WHAT IS BEING ASKED: Copy the data below verbatim, from the line that contains "it: point(18, 47)." up to and including the final line of the data.
** BEGIN DATASET EXTRACT **
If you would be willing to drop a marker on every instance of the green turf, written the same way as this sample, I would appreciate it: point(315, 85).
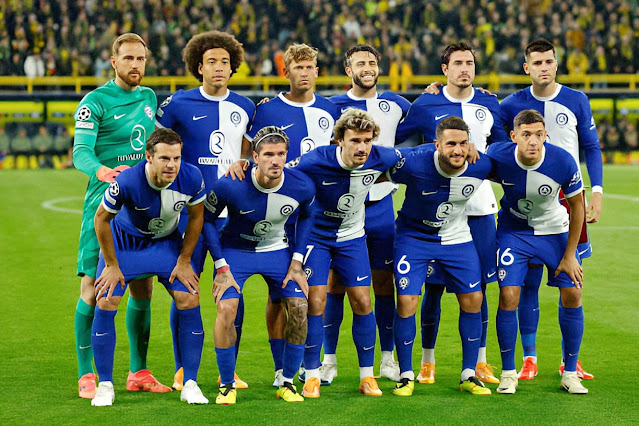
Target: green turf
point(38, 365)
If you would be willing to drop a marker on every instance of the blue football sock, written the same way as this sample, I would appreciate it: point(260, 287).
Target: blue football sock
point(191, 336)
point(431, 313)
point(404, 330)
point(174, 323)
point(333, 316)
point(226, 364)
point(314, 339)
point(528, 311)
point(384, 314)
point(484, 317)
point(277, 349)
point(103, 342)
point(507, 337)
point(364, 337)
point(470, 332)
point(571, 322)
point(292, 359)
point(239, 320)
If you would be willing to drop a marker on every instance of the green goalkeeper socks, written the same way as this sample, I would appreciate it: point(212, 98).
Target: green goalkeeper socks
point(83, 323)
point(138, 326)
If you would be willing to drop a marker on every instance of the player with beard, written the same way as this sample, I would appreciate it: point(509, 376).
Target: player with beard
point(112, 125)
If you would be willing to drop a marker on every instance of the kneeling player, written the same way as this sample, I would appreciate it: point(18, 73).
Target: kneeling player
point(533, 225)
point(136, 225)
point(432, 225)
point(254, 241)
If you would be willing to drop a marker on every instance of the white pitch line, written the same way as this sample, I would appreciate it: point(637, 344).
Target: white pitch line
point(51, 205)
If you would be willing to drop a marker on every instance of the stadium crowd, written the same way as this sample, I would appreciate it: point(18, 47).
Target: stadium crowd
point(61, 37)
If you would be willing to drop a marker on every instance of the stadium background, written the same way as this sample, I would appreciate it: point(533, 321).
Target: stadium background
point(39, 217)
** END DATASET EXTRACT **
EXERCISE SOLUTION:
If you would be willing to drop a marker on every instance of the stadium crowd, written the same way as this sample, I would appreciate it: point(18, 47).
Target: stadium crowd
point(61, 37)
If you would be willing to drop a marker on every instance of the stadium background, written the same way as this sample, I would appreciate it: point(533, 321).
Target: stadium background
point(39, 217)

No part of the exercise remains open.